• [Page extract]:
Title :
Voice activity classification using beamformer-output-ratio
Author :
Tran, Thuy N. ; Cowley, W. ; Pollok, André
Author_Institution :
Inst. for Telecommun. Res., Univ. of South Australia, Adelaide, SA, Australia
fDate :
Jan. 30 2012-Feb. 2 2012
Abstract :
In a conversation between multiple speakers, each person participates in the speech at different times. Therefore the active speakers in each speech segment are unknown. However, identifying the voice activity (VA) of the speakers of interest is required for adaptive beamforming techniques such as minimum variance distortionless response beamforming and the adaptive blocking beamforming (AB). Considering two speakers, this paper addresses a voice activity classification (VAC) problem that focuses on identifying the active speaker(s) in each speech segment. The proposed method is based on a new concept, the beamformer-output-ratio (BOR). This value is calculated from the outputs of two different beamformers steering at two speakers. The first part of the paper introduces the definition of BOR, the VAC method using BOR and simulation results. The simulations are based on real recordings and show a high classification accuracy. In the second part of the paper, the theoretical results of the BOR of the delay-and-sum (DS) beamforming are presented, including BOR formula derived in different environments and its behaviour in relation to parameter errors.
Keywords :
array signal processing; signal classification; speaker recognition; BOR formula; VAC problem; active speaker; adaptive beamforming; adaptive blocking beamforming; beamformer-output-ratio; delay-and-sum beamforming; minimum variance distortionless response beamforming; parameter error; speakers conversation; speech segment; voice activity classification; voice activity identification; Array signal processing; Indexes; Microphones; Signal to noise ratio; Speech; Vectors;
Conference_Titel :
Communications Theory Workshop (AusCTW), 2012 Australian
Conference_Location :
Wellington
Print_ISBN :
978-1-4577-1961-5
DOI :
10.1109/AusCTW.2012.6164913

• [Collected material]:

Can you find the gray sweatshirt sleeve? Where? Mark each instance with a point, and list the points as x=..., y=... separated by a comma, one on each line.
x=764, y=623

• [Work to do]: Render this sentence from the abstract in Spanish: "The simulations are based on real recordings and show a high classification accuracy."

• [Written reply]: Las simulaciones se basan en grabaciones reales y muestran una alta precisión de clasificación.